Referring expression data
- - - - -

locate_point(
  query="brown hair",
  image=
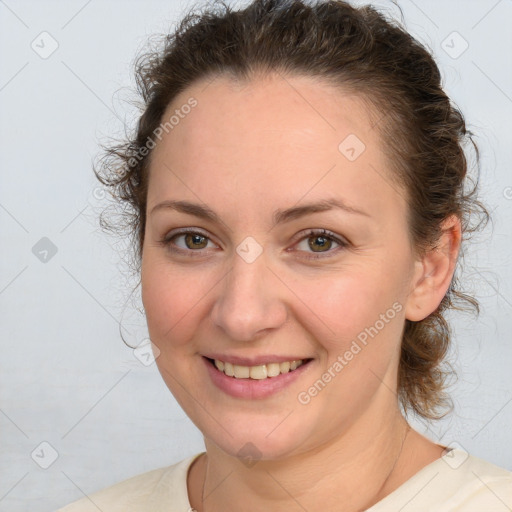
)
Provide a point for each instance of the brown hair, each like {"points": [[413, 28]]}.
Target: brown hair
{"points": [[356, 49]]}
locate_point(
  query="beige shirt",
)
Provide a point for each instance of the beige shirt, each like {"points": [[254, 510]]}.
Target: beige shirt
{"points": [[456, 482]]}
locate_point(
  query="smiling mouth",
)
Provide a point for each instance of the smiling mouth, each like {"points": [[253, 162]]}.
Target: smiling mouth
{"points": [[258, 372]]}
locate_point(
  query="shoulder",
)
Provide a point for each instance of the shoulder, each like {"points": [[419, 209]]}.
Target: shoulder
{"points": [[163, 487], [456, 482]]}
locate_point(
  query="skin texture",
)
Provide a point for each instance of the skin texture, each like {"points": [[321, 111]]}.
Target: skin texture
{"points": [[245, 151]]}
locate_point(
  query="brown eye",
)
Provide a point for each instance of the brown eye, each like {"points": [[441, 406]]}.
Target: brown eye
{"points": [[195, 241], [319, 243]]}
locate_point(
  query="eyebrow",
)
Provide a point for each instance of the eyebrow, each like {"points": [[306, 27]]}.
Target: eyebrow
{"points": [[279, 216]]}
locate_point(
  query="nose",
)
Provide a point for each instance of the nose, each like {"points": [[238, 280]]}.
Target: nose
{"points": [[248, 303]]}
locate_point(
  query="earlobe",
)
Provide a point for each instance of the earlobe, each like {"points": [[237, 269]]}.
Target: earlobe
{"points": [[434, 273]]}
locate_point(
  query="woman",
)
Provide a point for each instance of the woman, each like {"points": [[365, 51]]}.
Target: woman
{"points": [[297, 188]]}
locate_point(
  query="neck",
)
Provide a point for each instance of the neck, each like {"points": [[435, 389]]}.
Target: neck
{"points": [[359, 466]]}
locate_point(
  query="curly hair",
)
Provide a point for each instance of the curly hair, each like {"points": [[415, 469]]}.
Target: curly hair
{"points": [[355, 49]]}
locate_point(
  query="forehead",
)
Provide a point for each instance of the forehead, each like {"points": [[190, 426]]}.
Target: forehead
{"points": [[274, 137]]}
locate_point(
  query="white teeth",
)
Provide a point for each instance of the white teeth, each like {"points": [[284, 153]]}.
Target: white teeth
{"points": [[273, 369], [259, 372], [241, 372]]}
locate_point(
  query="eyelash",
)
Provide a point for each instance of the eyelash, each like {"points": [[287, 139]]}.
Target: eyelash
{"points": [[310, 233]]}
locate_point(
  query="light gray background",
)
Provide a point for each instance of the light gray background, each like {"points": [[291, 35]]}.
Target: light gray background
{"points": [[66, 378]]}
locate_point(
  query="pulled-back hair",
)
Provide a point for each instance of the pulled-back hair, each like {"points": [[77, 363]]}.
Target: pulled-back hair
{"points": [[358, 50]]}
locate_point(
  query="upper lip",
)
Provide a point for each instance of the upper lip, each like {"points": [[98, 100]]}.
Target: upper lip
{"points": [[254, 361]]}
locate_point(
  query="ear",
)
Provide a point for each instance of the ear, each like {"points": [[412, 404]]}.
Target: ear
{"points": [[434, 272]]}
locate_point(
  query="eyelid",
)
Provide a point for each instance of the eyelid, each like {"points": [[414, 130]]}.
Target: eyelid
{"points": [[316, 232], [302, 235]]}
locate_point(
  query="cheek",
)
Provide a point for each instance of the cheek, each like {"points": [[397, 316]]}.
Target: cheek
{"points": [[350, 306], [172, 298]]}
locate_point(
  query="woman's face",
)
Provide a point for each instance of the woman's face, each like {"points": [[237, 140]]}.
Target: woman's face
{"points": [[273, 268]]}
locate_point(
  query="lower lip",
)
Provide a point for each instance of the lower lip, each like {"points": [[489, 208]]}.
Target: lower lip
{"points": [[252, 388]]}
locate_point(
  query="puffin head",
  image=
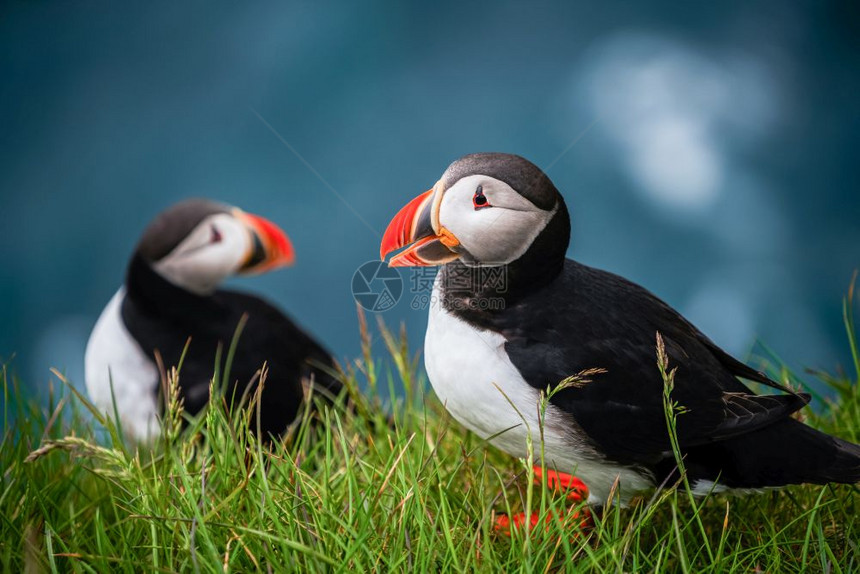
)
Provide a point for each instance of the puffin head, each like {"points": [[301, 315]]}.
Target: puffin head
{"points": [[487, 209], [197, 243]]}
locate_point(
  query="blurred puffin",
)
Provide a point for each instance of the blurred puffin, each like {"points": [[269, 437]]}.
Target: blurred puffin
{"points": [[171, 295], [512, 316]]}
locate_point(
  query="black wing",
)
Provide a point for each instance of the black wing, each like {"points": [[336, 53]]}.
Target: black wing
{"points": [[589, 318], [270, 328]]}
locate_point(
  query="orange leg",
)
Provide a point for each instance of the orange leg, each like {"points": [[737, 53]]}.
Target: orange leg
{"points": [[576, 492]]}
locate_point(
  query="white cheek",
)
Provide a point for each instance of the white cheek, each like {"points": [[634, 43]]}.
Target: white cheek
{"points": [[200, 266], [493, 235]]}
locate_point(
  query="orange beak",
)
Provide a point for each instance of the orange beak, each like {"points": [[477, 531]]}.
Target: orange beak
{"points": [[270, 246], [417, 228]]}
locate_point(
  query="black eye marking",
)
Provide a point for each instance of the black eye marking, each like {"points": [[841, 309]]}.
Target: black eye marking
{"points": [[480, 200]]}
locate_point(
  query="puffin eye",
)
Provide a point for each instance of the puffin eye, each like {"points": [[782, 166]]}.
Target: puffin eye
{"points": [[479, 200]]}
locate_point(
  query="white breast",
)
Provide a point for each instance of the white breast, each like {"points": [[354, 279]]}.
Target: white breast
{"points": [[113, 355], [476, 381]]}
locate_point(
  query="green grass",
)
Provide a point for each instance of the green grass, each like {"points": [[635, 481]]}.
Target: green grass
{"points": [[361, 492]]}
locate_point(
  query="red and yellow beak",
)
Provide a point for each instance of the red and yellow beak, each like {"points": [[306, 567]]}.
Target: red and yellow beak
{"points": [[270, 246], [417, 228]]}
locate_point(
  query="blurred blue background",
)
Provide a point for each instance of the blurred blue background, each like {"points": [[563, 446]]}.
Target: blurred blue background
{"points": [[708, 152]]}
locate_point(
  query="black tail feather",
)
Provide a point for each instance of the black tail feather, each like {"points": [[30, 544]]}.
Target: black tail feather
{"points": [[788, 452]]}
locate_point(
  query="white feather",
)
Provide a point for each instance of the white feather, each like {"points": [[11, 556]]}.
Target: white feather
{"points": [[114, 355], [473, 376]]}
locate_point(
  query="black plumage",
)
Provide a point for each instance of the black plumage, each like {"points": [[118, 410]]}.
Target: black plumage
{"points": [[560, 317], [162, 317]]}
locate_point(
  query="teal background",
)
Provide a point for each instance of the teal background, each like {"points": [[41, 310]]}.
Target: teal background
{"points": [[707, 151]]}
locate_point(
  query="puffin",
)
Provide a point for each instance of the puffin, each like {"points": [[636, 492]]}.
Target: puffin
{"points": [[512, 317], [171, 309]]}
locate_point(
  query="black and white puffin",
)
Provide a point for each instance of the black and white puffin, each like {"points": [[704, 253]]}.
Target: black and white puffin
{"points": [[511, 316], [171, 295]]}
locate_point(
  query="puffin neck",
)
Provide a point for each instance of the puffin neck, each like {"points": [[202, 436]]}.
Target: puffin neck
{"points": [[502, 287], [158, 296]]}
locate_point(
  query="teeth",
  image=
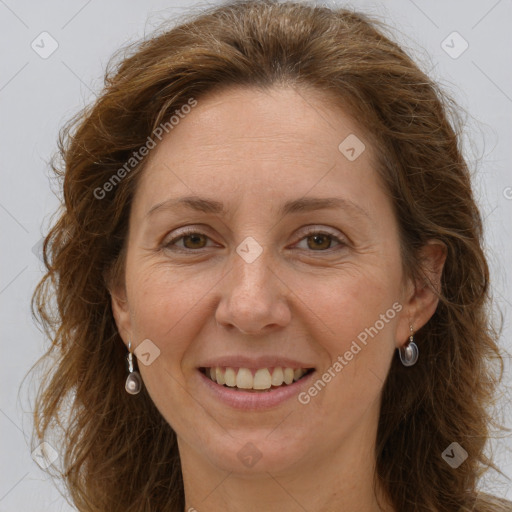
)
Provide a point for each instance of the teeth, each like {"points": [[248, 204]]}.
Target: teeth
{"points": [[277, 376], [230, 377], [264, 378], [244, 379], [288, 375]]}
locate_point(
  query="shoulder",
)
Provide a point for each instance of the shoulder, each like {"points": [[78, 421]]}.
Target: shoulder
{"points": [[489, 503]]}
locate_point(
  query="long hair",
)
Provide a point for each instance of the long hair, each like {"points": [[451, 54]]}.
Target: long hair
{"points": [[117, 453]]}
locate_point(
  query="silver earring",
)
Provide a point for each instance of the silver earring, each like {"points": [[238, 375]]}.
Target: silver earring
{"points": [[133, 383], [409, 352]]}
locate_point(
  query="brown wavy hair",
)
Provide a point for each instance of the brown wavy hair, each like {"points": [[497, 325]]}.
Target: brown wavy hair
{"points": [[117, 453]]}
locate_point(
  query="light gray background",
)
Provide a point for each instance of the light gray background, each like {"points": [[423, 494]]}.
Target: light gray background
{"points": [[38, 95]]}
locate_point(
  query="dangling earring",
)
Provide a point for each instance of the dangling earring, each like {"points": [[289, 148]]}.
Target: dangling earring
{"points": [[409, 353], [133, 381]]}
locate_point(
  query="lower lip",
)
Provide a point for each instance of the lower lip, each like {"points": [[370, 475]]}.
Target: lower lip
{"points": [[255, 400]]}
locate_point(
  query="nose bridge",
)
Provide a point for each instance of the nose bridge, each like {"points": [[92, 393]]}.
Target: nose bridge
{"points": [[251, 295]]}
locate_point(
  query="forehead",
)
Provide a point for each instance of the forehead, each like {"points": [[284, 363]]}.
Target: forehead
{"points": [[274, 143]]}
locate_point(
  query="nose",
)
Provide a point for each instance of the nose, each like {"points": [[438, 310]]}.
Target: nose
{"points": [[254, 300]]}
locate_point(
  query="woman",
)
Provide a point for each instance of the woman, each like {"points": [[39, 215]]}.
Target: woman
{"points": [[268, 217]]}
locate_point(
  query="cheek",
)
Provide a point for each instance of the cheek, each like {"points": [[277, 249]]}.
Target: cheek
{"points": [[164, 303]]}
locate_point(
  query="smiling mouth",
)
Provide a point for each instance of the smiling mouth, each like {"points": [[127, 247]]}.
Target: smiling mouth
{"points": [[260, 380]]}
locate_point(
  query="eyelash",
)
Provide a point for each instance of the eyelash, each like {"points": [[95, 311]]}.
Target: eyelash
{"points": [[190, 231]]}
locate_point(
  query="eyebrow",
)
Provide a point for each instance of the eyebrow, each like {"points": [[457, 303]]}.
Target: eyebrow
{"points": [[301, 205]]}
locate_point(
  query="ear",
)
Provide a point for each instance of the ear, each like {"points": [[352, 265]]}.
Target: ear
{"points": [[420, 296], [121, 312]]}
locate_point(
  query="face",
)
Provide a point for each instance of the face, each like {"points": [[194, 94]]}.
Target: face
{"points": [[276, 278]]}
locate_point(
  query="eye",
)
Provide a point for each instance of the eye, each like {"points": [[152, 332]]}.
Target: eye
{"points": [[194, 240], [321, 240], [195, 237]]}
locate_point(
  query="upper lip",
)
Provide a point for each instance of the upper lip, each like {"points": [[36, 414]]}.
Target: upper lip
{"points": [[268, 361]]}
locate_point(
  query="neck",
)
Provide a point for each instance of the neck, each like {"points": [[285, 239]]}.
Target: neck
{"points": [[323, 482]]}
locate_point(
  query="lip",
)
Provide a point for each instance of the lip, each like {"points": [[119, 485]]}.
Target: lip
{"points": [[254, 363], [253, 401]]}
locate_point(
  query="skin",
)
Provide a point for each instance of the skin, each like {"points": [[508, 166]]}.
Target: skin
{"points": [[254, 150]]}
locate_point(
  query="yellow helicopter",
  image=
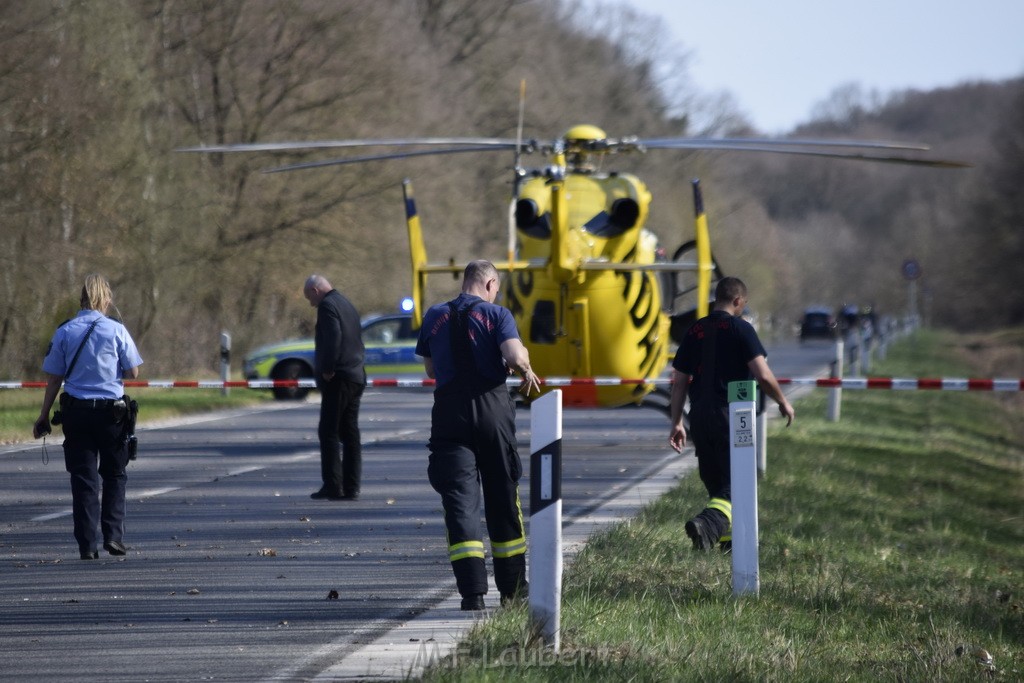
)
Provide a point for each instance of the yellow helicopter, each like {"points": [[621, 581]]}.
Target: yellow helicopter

- - - - -

### To do
Each line from the first line of the data above through the one containing "Provide a point for each instance of the beige" must be set down exactly; the pictures must not be.

### Your response
locate_point(
  query="brown hair",
  image=
)
Provide a point for each instance of the brown hair, each like {"points": [[413, 28]]}.
Target: brown hair
{"points": [[356, 49]]}
locate_point(
  query="beige shirt",
)
Provide a point for each instance of the beige shirt, each like {"points": [[254, 510]]}.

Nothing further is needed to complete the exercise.